▶ [DESCRIPTION OF THE TASK] A full, exact copy of the records below is the required answer.

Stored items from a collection
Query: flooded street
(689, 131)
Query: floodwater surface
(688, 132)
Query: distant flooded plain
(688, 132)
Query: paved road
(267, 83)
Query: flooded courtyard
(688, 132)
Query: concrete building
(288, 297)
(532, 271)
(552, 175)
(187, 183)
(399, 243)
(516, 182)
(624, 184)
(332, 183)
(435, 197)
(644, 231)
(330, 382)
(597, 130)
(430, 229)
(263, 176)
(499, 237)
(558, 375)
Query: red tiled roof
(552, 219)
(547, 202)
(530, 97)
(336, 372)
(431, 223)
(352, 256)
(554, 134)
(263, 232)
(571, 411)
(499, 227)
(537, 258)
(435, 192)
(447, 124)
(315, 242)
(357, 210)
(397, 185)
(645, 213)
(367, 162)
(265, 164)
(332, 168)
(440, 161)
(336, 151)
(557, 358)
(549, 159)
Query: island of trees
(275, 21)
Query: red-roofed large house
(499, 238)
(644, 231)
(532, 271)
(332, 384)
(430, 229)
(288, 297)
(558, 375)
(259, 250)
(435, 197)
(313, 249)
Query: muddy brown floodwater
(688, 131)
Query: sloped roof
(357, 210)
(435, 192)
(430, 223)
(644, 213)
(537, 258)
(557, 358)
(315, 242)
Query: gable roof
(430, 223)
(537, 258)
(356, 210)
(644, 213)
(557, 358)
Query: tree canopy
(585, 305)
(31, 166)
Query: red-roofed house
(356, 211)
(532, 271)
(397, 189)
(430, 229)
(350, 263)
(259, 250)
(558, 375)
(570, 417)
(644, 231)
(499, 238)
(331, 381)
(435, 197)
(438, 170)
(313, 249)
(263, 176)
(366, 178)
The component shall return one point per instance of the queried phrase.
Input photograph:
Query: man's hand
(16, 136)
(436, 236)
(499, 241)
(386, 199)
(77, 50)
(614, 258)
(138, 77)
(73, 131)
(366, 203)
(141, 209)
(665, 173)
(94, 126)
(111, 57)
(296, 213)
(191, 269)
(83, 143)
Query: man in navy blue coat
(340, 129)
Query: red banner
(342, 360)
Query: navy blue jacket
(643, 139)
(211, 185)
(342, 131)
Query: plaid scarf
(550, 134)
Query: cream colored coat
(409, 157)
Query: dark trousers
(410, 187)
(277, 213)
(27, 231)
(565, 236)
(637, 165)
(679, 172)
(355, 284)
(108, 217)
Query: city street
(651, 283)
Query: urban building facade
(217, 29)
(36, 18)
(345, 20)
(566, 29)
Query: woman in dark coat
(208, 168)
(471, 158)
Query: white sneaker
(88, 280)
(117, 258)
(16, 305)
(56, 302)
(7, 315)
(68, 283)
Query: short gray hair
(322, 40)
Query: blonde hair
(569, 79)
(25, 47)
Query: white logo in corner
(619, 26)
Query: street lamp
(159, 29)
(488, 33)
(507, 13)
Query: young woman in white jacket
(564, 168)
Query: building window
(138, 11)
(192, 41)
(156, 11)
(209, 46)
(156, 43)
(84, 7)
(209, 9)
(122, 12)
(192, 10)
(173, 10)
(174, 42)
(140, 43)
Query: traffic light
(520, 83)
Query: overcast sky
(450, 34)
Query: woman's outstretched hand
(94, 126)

▶ [EXERCISE OUTPUT]
Query: flooded street
(689, 131)
Query: floodwater surface
(688, 132)
Query: distant flooded plain
(688, 132)
Query: paved road
(267, 83)
Query: flooded courtyard
(688, 132)
Query: concrete building
(288, 297)
(532, 271)
(552, 175)
(187, 183)
(399, 243)
(516, 182)
(624, 184)
(332, 183)
(435, 197)
(644, 231)
(330, 382)
(597, 130)
(430, 229)
(263, 176)
(499, 237)
(558, 375)
Query: red tiled roof
(552, 219)
(547, 202)
(530, 97)
(336, 372)
(431, 223)
(352, 256)
(554, 134)
(263, 232)
(571, 411)
(499, 227)
(537, 258)
(435, 192)
(447, 124)
(315, 242)
(357, 210)
(397, 185)
(645, 213)
(367, 162)
(265, 164)
(332, 168)
(440, 161)
(336, 151)
(557, 358)
(549, 159)
Query: island of trees
(275, 21)
Query: red-roofed large house
(499, 238)
(644, 231)
(532, 271)
(332, 384)
(430, 229)
(288, 297)
(558, 375)
(259, 250)
(435, 197)
(313, 249)
Query: muddy brown floodwater
(688, 131)
Query: sloped roof
(357, 210)
(435, 192)
(430, 223)
(644, 213)
(537, 258)
(557, 358)
(315, 242)
Query: gable roof
(430, 223)
(537, 258)
(356, 210)
(644, 213)
(557, 358)
Query: tree canopy
(585, 305)
(31, 166)
Query: red-roofed house
(356, 211)
(532, 271)
(397, 189)
(430, 229)
(350, 263)
(259, 250)
(558, 375)
(570, 417)
(644, 231)
(499, 238)
(331, 381)
(435, 197)
(438, 170)
(313, 249)
(263, 176)
(366, 178)
The component shall return one point per instance of the queried phrase.
Input photograph:
Query: man's hand
(16, 136)
(436, 236)
(499, 241)
(386, 199)
(77, 50)
(614, 258)
(138, 77)
(73, 131)
(366, 203)
(141, 209)
(665, 173)
(94, 126)
(111, 57)
(296, 213)
(191, 269)
(83, 143)
Query: man in navy blue coat
(340, 129)
Query: red banner
(342, 360)
Query: navy blue jacket
(643, 139)
(211, 185)
(342, 131)
Query: plaid scarf
(550, 134)
Query: cream colored coat
(409, 157)
Query: dark trousers
(410, 187)
(277, 213)
(27, 231)
(565, 236)
(637, 165)
(679, 172)
(355, 284)
(108, 217)
Query: city street
(651, 283)
Query: urban building facade
(217, 29)
(36, 18)
(345, 20)
(566, 29)
Query: woman in dark coat
(208, 168)
(471, 158)
Query: white sneaker
(88, 280)
(117, 258)
(16, 305)
(56, 302)
(7, 315)
(68, 283)
Query: short gray hair
(322, 40)
Query: blonde hair
(569, 79)
(25, 47)
Query: white logo in corner
(619, 26)
Query: street lamp
(159, 29)
(488, 33)
(507, 13)
Query: young woman in white jacket
(564, 168)
Query: building window
(138, 11)
(192, 41)
(156, 11)
(209, 46)
(156, 43)
(84, 7)
(209, 9)
(122, 12)
(192, 10)
(173, 10)
(174, 42)
(140, 43)
Query: traffic light
(520, 83)
Query: overcast sky
(450, 34)
Query: woman's outstretched hand
(94, 126)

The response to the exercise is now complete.